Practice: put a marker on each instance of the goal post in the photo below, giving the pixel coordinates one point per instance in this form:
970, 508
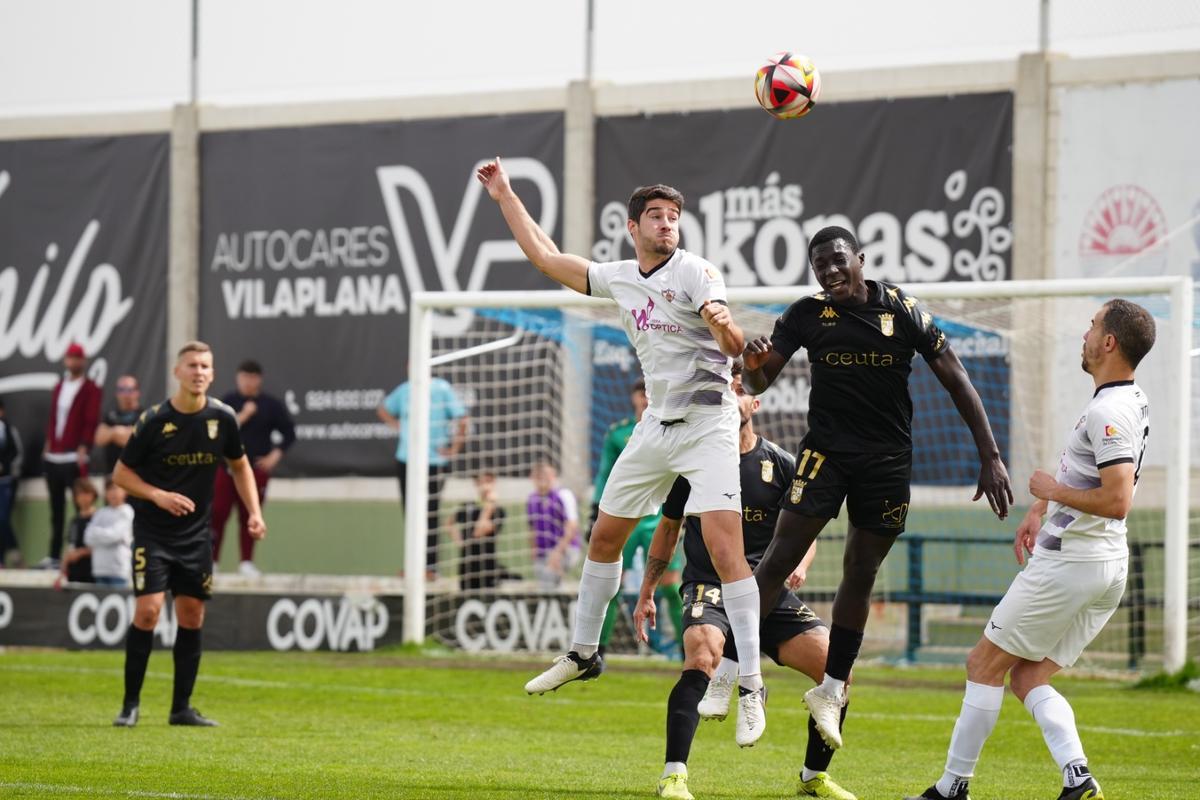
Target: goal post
509, 354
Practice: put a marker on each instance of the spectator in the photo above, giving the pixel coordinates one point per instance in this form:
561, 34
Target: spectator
478, 527
70, 433
108, 536
114, 431
76, 564
267, 432
448, 432
555, 519
10, 473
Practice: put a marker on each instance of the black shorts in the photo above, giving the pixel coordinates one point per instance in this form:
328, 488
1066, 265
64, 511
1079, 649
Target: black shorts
183, 569
875, 487
702, 605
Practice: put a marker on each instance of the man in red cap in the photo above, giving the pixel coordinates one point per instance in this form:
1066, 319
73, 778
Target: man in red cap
70, 431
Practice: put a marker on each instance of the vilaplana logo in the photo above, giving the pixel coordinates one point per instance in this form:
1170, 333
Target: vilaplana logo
48, 318
340, 271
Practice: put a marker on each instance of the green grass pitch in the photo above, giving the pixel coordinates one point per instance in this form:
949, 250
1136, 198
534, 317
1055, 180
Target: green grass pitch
417, 726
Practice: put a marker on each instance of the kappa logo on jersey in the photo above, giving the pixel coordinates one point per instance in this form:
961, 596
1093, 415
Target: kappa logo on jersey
642, 316
768, 470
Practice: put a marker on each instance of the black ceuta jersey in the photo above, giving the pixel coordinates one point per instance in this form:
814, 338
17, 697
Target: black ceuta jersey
767, 473
180, 452
861, 359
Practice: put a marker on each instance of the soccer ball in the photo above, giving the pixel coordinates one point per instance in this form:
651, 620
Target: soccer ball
787, 85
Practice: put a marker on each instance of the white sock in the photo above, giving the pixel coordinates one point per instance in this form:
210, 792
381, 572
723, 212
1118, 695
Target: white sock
1054, 715
727, 668
832, 687
741, 600
598, 584
981, 709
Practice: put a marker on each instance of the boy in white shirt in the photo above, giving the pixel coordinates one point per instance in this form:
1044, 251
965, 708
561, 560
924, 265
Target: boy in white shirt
109, 535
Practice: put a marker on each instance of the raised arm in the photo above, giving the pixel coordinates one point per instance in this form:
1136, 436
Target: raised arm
720, 322
761, 365
569, 270
993, 475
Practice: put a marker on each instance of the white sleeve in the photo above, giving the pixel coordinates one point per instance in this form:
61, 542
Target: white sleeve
570, 507
702, 282
599, 277
1114, 435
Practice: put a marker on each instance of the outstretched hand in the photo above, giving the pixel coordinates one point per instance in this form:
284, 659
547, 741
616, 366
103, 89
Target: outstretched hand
493, 178
995, 485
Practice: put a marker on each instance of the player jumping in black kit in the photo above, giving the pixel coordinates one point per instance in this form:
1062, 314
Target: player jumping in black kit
861, 337
791, 633
168, 468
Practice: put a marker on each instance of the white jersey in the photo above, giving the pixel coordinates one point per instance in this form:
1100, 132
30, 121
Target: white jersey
685, 371
1113, 431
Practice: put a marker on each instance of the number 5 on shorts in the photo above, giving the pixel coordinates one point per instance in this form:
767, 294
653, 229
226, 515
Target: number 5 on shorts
817, 459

======

Render every line of the records above as a numbered list, skipping any blank lines and leaving out the pictures.

1. Practice: put a marker on each instance of the goal post in the photo below, giving the pixel coordinates one point per instance in this form:
2. 970, 508
3. Target: goal post
4. 509, 354
5. Practice: put a marker on each instance of the spectator in the photo above, giving the pixel coordinates one point per instance in this form:
6. 561, 34
7. Target: spectator
8. 478, 527
9. 70, 433
10. 108, 536
11. 114, 431
12. 76, 564
13. 267, 432
14. 448, 432
15. 555, 519
16. 10, 473
17. Practice: put a marker on each instance of the black shorts in the photo above, giving the pixel coordinates one point per instance in this form:
18. 328, 488
19. 1066, 265
20. 64, 511
21. 1079, 649
22. Target: black shorts
23. 183, 569
24. 875, 487
25. 702, 605
26. Practice: put a marker on each instance of the man in red cap in the photo above, giving the pixel coordinates one point per instance in this form:
27. 1066, 319
28. 73, 778
29. Target: man in red cap
30. 70, 431
31. Practice: put a marker on each instance of the vilaplana logo in the photo above, giving the pixel coordinates one point per instance in this form:
32. 1170, 333
33. Target: vilaplana logo
34. 48, 318
35. 340, 271
36. Practice: put a marker on each instance of the green grass pitch in the photo above, giving the pixel coordinates one point per instance in this form:
37. 949, 250
38. 1136, 198
39. 534, 317
40. 1055, 180
41. Target: green grass pitch
42. 417, 726
43. Practice: put a marker on each instance of the kappa logo on jersey in the photo above, giving the pixel coordinates one point per instance in this form:
44. 961, 596
45. 1093, 415
46. Target: kappa logo on jersey
47. 642, 316
48. 768, 470
49. Practice: put a marker on each instance of the black ceuta jersey in the photo above, giving the pixel coordinates one point per instance in this form:
50. 814, 338
51. 17, 697
52. Target: black ceuta jersey
53. 767, 473
54. 180, 452
55. 861, 359
56. Practice: put a marker on each instance of the soccer ball in the photo above, giving the pixel coordinates one point per instance in this form:
57. 651, 620
58. Target: soccer ball
59. 787, 85
60. Practice: put a marker on each instance of the white sock in the photo above, giving the pixel coordinates one point per instance in this form:
61. 210, 792
62. 381, 572
63. 723, 212
64. 1118, 695
65. Target: white sock
66. 1054, 715
67. 727, 668
68. 832, 687
69. 741, 600
70. 598, 584
71. 981, 709
72. Practice: put a marker on each instance of the boy in white shirt in the photo above, giving the pixel coordinates one point per instance in this form:
73. 1044, 251
74. 965, 708
75. 561, 560
76. 924, 265
77. Target: boy in white shirt
78. 109, 535
79. Practice: put a marker on each instance of the raised arm in the photo above, giving the pixel coordinates one point per instance in this form:
80. 1136, 436
81. Target: raised arm
82. 720, 322
83. 761, 365
84. 569, 270
85. 993, 475
86. Practice: put a marker on each instance of the white sleeve in the photo above, giving the pixel coordinates one point per instance in this form:
87. 61, 542
88. Target: white sleeve
89. 570, 507
90. 702, 282
91. 599, 277
92. 1114, 435
93. Practice: put a marker on each instance of the outstretched hand in the photo above, giving the pixel coordinates one point per instance in this form:
94. 284, 659
95. 547, 741
96. 616, 366
97. 103, 89
98. Target: outstretched hand
99. 493, 178
100. 995, 485
101. Practice: put a marker on each instance of the player jumping in black kit in the photo above, giving the pixel coordinates one point per instance in this form:
102. 1062, 314
103. Target: player jumping in black kit
104. 861, 337
105. 791, 633
106. 168, 468
107. Practice: put a marker on each instance of the white jersey in the photo above, giving the pixel coordinates one point per instance in this form:
108. 1100, 132
109. 30, 121
110. Target: white jersey
111. 685, 371
112. 1113, 431
113. Practice: put a marker on each instance of the number 5 on shorts in the photo above, giving the pixel coordinates one point per instance in this form:
114. 767, 294
115. 653, 229
116. 226, 515
117. Target: number 5 on shorts
118. 817, 459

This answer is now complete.